= Goal =
Count how many lines of the records below contain the word "pool". Reply with the number alone.

= Records for the exercise =

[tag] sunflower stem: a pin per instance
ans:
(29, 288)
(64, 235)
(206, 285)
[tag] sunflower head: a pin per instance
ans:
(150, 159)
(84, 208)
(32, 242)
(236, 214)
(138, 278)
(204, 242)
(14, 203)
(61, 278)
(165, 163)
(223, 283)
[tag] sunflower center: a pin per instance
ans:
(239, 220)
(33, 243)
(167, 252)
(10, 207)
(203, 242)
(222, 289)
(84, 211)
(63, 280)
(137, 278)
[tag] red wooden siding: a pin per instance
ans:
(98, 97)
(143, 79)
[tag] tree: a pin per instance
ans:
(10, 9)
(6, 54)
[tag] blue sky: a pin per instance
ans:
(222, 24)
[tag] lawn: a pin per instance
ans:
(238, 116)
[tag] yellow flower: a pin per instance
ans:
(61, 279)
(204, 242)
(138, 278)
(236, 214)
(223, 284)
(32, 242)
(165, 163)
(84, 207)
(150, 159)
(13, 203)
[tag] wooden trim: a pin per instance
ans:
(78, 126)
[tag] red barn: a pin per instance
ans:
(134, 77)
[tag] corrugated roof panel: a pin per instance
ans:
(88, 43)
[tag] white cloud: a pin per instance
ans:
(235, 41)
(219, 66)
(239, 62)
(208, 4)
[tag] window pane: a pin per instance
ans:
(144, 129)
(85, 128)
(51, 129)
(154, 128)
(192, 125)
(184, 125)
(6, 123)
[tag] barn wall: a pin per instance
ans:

---

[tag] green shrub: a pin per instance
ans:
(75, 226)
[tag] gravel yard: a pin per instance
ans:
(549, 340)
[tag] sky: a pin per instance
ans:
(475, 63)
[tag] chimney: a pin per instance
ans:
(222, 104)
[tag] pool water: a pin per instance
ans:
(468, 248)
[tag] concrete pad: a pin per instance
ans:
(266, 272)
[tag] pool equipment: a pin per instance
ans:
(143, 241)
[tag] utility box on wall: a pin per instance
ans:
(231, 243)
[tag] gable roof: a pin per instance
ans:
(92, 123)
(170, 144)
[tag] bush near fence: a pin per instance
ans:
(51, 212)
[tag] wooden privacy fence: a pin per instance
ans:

==

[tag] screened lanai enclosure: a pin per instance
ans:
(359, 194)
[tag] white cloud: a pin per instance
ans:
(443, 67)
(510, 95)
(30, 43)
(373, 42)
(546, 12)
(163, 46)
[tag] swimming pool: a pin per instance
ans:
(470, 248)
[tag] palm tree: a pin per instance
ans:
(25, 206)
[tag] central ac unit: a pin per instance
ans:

= Result for this exercise =
3